_EXERCISE REQUIREMENTS_
Retype every one of the rows below without changing a single character.

>>>>>

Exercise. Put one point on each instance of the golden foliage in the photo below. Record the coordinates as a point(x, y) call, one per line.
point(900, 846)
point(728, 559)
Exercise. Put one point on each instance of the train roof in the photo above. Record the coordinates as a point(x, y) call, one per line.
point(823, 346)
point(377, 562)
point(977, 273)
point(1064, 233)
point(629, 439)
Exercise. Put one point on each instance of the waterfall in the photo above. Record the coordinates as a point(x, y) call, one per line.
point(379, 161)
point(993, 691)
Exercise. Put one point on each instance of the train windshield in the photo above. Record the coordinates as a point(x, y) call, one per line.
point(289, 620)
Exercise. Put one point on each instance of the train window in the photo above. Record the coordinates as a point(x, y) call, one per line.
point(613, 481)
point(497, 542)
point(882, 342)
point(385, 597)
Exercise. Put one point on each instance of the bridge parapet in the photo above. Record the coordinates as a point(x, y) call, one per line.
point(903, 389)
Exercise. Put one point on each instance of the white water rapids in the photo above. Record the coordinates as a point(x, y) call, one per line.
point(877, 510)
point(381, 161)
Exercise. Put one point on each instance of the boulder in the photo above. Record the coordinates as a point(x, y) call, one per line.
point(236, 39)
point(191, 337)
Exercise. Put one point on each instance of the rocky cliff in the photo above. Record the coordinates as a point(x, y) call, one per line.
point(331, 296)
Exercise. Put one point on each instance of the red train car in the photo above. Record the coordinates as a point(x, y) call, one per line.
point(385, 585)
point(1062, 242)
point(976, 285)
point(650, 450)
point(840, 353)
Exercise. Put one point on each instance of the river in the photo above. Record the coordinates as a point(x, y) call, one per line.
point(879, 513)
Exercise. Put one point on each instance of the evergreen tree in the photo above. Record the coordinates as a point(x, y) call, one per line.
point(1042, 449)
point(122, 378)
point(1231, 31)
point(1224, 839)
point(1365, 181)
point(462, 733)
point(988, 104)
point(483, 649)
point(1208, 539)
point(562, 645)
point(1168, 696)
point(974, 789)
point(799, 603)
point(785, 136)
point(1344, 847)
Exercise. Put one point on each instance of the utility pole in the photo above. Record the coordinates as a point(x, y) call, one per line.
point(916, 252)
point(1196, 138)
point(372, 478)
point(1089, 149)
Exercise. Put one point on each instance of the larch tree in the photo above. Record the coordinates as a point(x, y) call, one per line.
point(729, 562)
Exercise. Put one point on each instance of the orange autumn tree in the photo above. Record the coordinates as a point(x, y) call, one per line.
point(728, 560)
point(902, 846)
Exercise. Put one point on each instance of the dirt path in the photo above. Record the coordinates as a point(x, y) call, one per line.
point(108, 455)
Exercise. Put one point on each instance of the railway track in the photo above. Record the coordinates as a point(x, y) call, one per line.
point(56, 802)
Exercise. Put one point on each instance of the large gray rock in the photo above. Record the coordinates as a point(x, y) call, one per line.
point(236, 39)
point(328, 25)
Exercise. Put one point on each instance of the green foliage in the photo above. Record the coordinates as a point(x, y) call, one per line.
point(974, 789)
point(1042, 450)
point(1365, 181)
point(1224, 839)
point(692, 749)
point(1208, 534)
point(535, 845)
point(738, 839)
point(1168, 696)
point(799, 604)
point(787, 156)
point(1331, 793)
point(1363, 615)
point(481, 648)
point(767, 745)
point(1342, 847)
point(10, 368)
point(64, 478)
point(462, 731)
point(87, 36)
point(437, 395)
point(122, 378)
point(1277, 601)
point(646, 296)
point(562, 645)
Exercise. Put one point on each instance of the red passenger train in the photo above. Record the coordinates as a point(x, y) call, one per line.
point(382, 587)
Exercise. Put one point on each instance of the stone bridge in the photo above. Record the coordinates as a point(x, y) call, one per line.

<<<<<

_TASK ANSWER_
Exercise. Put one point on each instance of the golden foliage in the photo below. Record the coordinates as a point(x, y) call, one per line.
point(900, 846)
point(728, 559)
Exercise. Put one point on each instance of the train roof in the photo above. Record the coordinates as a point(x, y) call, one per line.
point(823, 346)
point(377, 562)
point(977, 273)
point(1064, 233)
point(629, 439)
Exercise. Put one point on each instance of the waterfall in the photo above. Record the coordinates as a point(x, y) call, one per line.
point(379, 161)
point(993, 691)
Exercise. Put one point on each instance of the train windshield in the photo above. Record the coordinates as a point(x, y) call, one per line.
point(289, 620)
Exercise. Put one point on each instance of the train window in the photo above. Record the coordinates as a point(x, y) call, one per line.
point(613, 481)
point(497, 542)
point(882, 342)
point(385, 597)
Exercise. Put one point on each instance of the bridge parapet in the photo above. Record the coordinates as a point(x, y) call, one per line.
point(903, 389)
Exercise. Put one point on each instance of the white water rapids in the photo above. Record the coordinates as a point(x, y) call, one per line.
point(877, 510)
point(381, 161)
Exercise. Put one point on each instance of the boulder in the photo above. Record the coordinates as a point(x, y) call, one per line.
point(236, 39)
point(191, 337)
Exercise. Put one point on each instance of the rocky cliff in the photo above. Record the coordinates as a point(x, y) call, one per line.
point(331, 296)
Exercise. Put one point on each instance of the red train car in the photo above. Record the coordinates as a point(x, y) call, one per line.
point(385, 585)
point(1062, 242)
point(976, 285)
point(650, 450)
point(840, 353)
Exercise. Put one point on each instance of the river in the photo above. Record the coordinates as a point(x, y) call, one per line.
point(879, 513)
Exercise. Put one point on each instance of the evergreen tree in the photo above. Record the coordinates as a point(x, y) call, one per line.
point(1042, 449)
point(122, 378)
point(1231, 31)
point(1224, 839)
point(1365, 181)
point(462, 733)
point(988, 104)
point(483, 649)
point(1208, 539)
point(562, 645)
point(1168, 696)
point(974, 789)
point(799, 603)
point(785, 136)
point(1344, 847)
Exercise. Put one point on each instance of the utility pole in the photo above. Record the coordinates as a point(x, y) call, one per line.
point(916, 252)
point(1196, 138)
point(372, 478)
point(1089, 149)
Exercise. Put one point on each instance of the larch tree in the photo above. Record the coordinates as a point(x, y) call, one per line.
point(729, 562)
Exercise. Put one point on each instance of the orange autumn tree in the photo above. Record the coordinates as a point(x, y) call, one per line.
point(728, 560)
point(902, 846)
Exercise. Put one point on each instance of the dirt path in the photo above. Record the coordinates as a point(x, y) call, one per line.
point(108, 455)
Exercise. Put one point on each instance of the railway track in the photo above. Record the coordinates as a point(x, y) call, one per line.
point(56, 802)
Exercise. Put one point on each instance of the large gray rock in the photo above. Record the coordinates as a point(x, y) call, one per line.
point(236, 39)
point(328, 25)
Exercise. Put one point on each instance of the green foliage in the photo above. Record the coordinates as a point(x, y) call, one per line.
point(974, 789)
point(1042, 450)
point(1365, 181)
point(1224, 839)
point(692, 749)
point(1208, 534)
point(535, 845)
point(738, 839)
point(1168, 696)
point(799, 604)
point(787, 156)
point(1331, 793)
point(1363, 615)
point(481, 648)
point(767, 745)
point(1342, 847)
point(10, 368)
point(64, 478)
point(462, 731)
point(87, 36)
point(437, 395)
point(122, 378)
point(1277, 601)
point(646, 296)
point(562, 645)
Exercise. Put one point on each instance of the red passenger train in the photo above. Record the coordinates as a point(x, y) call, one per line.
point(382, 587)
Exercise. Put one point on each instance of the stone bridge in the photo above. Record the coordinates as a point(x, y) call, one per line.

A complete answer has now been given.